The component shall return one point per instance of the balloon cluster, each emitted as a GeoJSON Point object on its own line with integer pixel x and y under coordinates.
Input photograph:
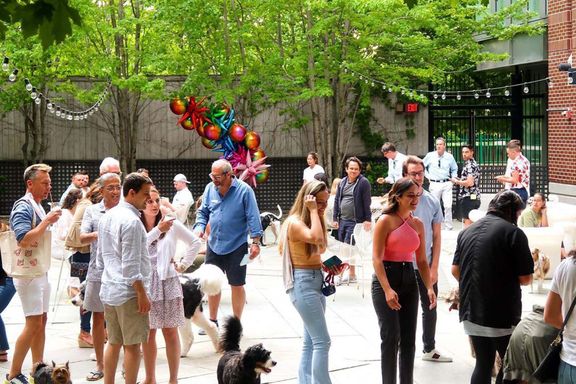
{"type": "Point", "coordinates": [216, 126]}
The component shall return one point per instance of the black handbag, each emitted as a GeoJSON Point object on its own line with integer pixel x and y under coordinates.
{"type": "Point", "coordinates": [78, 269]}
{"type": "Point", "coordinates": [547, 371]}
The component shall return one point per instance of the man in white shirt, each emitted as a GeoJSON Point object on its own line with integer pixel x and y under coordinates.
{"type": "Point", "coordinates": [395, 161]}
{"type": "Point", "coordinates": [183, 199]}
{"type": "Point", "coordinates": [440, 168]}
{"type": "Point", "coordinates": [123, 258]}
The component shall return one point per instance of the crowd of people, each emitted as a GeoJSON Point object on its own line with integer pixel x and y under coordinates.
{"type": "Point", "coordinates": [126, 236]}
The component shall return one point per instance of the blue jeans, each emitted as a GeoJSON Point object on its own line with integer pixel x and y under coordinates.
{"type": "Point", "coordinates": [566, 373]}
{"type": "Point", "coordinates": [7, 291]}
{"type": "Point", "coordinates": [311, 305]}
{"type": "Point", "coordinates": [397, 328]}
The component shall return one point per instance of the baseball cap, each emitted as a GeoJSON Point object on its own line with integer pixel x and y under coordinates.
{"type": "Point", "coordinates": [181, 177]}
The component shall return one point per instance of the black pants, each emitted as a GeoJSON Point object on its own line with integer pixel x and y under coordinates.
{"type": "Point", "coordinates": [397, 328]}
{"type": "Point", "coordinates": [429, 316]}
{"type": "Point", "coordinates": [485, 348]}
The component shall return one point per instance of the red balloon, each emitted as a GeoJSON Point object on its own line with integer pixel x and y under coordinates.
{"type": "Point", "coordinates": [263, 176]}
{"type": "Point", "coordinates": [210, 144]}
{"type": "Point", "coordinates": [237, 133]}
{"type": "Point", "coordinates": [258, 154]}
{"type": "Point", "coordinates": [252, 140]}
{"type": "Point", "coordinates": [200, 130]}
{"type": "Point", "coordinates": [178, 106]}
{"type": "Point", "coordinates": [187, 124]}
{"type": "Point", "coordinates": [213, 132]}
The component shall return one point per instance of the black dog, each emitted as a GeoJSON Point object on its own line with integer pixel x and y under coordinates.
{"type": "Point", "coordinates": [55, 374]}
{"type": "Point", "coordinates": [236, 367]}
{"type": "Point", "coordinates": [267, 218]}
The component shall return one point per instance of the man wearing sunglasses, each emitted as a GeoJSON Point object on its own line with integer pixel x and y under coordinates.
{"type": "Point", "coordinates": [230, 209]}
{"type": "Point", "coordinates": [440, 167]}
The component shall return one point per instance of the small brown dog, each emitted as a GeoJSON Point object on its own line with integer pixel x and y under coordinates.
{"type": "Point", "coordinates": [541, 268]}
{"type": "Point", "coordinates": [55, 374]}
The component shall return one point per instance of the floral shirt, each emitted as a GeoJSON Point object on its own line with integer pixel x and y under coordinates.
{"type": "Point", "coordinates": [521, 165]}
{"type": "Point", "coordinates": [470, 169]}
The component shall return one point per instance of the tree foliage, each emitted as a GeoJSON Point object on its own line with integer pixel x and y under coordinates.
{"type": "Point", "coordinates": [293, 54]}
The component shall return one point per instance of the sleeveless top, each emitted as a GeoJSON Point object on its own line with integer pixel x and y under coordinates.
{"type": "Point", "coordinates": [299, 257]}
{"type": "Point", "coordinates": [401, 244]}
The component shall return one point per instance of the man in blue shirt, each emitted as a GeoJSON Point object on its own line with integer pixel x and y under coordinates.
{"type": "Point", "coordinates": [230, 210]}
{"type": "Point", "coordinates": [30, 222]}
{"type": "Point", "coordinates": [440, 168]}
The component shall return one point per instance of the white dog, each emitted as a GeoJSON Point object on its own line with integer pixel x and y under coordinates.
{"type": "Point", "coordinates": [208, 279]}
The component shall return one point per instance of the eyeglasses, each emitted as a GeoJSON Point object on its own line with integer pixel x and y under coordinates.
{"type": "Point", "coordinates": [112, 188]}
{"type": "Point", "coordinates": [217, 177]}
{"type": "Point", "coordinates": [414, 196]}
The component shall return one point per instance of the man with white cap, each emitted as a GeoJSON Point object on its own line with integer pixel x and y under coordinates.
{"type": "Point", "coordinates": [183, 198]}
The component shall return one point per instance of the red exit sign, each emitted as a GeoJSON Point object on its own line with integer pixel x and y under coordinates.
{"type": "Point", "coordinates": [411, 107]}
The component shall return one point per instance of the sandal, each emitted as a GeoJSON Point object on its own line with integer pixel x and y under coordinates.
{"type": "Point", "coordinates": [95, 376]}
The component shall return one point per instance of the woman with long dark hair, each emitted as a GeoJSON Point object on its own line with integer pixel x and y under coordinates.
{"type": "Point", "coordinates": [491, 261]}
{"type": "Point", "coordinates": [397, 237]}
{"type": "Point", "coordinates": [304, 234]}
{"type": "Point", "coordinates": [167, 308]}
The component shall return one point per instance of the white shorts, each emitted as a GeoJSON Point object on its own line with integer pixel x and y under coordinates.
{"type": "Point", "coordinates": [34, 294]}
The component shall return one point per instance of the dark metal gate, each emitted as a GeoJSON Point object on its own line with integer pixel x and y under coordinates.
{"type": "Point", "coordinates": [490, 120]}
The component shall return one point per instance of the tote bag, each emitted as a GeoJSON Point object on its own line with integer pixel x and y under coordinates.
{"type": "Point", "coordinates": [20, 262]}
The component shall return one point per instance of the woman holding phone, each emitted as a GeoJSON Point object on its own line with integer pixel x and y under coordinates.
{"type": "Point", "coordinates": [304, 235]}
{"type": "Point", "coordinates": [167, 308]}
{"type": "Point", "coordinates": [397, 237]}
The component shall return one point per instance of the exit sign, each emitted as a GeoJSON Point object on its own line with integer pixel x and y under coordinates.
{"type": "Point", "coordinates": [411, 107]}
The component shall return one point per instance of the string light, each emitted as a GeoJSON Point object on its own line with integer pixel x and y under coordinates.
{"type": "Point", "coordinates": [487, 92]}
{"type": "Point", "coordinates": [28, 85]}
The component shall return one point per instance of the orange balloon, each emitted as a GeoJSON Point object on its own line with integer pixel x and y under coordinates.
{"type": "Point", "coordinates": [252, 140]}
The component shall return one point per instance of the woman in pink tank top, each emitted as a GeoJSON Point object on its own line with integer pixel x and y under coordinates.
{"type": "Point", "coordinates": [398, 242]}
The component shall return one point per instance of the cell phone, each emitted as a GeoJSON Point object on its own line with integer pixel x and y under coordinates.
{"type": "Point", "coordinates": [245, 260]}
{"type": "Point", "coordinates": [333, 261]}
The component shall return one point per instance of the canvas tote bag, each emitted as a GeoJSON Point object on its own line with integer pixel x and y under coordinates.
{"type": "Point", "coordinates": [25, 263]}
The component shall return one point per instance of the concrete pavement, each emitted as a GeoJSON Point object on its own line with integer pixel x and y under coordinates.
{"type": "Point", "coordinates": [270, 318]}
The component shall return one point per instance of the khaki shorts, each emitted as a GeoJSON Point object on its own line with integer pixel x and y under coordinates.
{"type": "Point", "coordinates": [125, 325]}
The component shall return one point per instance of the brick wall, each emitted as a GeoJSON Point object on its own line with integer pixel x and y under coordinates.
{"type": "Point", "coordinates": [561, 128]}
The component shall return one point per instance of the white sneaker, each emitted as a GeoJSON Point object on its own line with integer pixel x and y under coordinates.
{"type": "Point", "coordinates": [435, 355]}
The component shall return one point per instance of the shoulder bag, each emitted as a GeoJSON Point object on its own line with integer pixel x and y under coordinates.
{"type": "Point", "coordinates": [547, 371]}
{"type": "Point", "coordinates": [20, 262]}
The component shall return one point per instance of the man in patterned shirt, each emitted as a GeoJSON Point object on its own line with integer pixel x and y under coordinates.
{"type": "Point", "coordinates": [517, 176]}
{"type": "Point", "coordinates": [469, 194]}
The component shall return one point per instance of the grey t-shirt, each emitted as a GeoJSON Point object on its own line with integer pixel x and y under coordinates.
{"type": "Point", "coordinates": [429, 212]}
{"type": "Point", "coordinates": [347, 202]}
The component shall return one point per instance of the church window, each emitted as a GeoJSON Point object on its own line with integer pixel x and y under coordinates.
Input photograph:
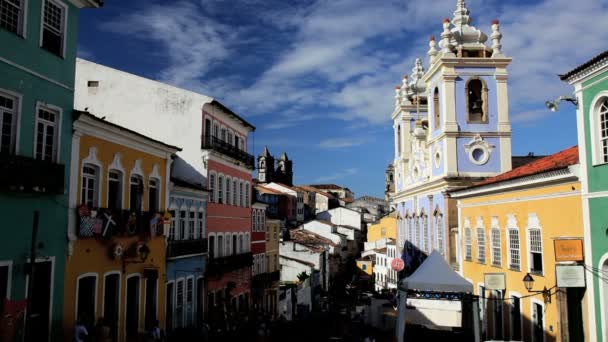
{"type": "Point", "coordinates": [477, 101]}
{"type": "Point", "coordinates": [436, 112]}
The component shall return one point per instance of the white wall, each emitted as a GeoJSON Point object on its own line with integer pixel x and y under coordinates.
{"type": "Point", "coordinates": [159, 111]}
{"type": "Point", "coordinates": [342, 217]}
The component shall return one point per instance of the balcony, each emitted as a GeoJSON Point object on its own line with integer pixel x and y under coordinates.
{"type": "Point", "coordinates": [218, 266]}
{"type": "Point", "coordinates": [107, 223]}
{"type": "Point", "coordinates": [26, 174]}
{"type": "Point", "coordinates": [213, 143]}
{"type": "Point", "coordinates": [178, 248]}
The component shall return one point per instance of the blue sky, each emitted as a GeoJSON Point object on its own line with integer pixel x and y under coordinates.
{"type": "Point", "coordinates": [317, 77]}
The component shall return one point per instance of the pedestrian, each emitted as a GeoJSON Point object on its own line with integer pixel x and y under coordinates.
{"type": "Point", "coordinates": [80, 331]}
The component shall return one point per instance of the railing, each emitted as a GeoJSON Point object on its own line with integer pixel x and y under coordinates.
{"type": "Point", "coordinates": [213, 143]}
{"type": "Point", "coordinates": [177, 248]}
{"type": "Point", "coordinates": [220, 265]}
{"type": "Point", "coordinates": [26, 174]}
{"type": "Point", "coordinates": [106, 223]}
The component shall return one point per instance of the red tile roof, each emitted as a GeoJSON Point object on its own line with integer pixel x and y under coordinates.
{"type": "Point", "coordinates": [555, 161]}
☆ ☆ ☆
THE TASK
Return, word for word, every line from the one containing "the red tile" through the end of the records, both included.

WRITTEN ANSWER
The component shall return one point per instance of the red tile roof, each emitted as a GeoJSON Point object on its own line with integer pixel x and y under coordinates.
{"type": "Point", "coordinates": [555, 161]}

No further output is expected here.